▸ **SU TAREA**
Según el texto sobre la frustración, ¿a qué puede llevar la prolongación de ese sentimiento?

▸ **FRAGMENTO DEL TEXTO**

==*==

Hay luz en el horizonte |
(Hay luz en el horizonte)
Podemos
entender la frustración como la imposibilidad de satisfacer una necesidad o un
deseo; o sea, cuando no conseguimos lo que queremos o cuando nos suceden
situaciones no deseadas y, a su vez, como un sentimiento de tristeza, decepción
y desilusión que esta imposibilidad provoca. La prolongación de este
sentimiento puede llevar a la depresión, a la apatía, condicionando el estado
anímico de la persona y su felicidad, en función de su capacidad de gestionar
esas emociones. Nuestra reacción ante la situación vendrá condicionada por
factores de personalidad y habilidades de afrontamiento, lo que nos llevará a
sentir enfado, angustia, ansiedad, etc. si bien, tras racionalizar el escenario,
se produce una acomodación donde la disonancia cognitiva no nos atormente y
quepa la inteligente adaptación al medio en un equilibrio entre nuestro deseo
frustrado y la realidad que se imponga. Ese es el continuo devenir de la
existencia humana y lo que fragua las conductas y socialización del sujeto a lo
largo de su vida. La teoría freudiana lo enmarcaría en el conflicto entre el
superyó y el ello, entre la norma social y el deseo o pulsión con su base
subconsciente.

==*==

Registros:

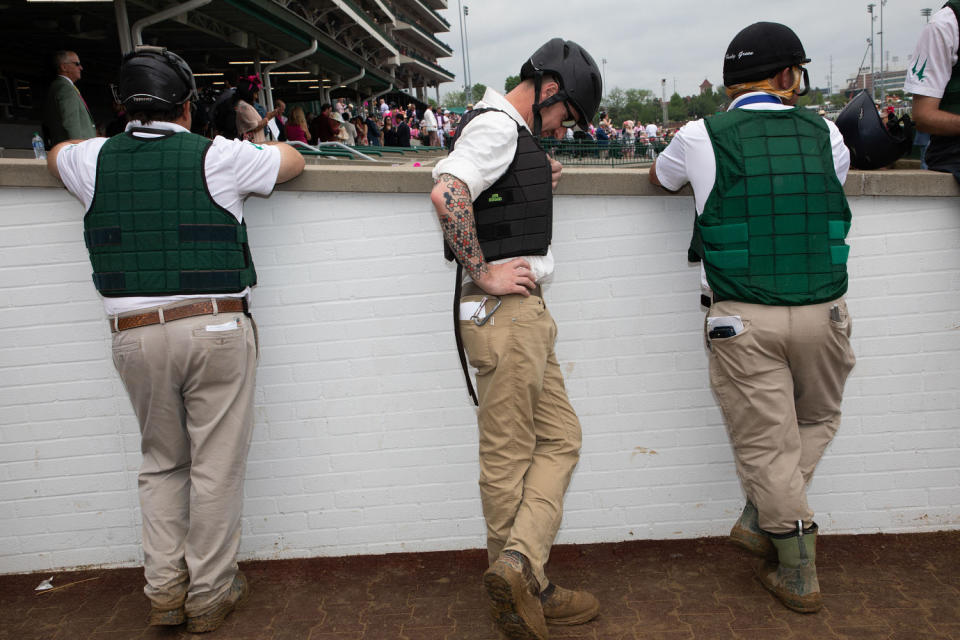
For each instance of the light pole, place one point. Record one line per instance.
(603, 61)
(463, 45)
(873, 77)
(466, 53)
(663, 99)
(883, 58)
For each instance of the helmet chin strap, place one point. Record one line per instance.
(539, 106)
(537, 119)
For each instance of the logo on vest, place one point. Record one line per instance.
(920, 75)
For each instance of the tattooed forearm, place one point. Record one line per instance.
(459, 227)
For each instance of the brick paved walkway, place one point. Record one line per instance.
(899, 587)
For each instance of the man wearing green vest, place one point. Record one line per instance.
(769, 232)
(168, 244)
(934, 80)
(65, 112)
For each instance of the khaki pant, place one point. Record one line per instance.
(780, 384)
(192, 390)
(529, 433)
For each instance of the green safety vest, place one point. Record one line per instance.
(153, 228)
(951, 93)
(772, 230)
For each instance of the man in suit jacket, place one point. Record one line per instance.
(65, 113)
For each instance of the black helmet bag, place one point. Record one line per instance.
(871, 144)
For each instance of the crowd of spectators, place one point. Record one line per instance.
(237, 112)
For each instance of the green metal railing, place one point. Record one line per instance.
(611, 153)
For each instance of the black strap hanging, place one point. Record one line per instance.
(458, 287)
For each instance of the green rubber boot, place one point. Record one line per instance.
(793, 578)
(748, 535)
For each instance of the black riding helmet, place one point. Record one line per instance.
(576, 73)
(153, 78)
(760, 50)
(871, 145)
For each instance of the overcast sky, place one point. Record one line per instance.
(680, 40)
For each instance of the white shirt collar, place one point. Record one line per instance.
(493, 99)
(165, 126)
(738, 99)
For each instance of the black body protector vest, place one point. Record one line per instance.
(514, 217)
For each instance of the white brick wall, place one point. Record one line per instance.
(365, 440)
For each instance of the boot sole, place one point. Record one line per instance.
(170, 618)
(789, 601)
(505, 611)
(570, 621)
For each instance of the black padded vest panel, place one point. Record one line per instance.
(514, 217)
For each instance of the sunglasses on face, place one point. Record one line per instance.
(571, 120)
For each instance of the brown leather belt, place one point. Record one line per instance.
(198, 308)
(471, 289)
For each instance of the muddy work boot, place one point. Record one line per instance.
(565, 607)
(748, 535)
(793, 577)
(166, 617)
(515, 597)
(210, 621)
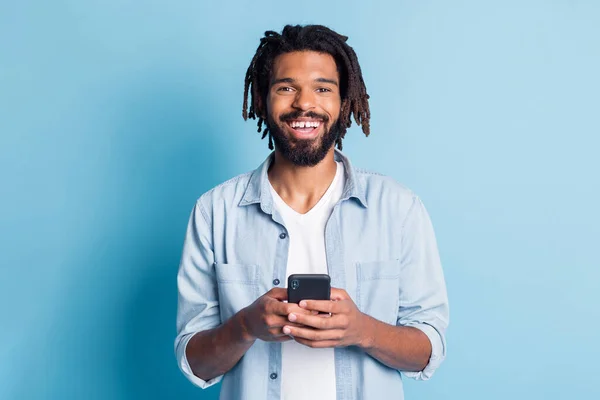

==*==

▸ **RESPUESTA DEL EJERCICIO**
A la depresión y a la apatía.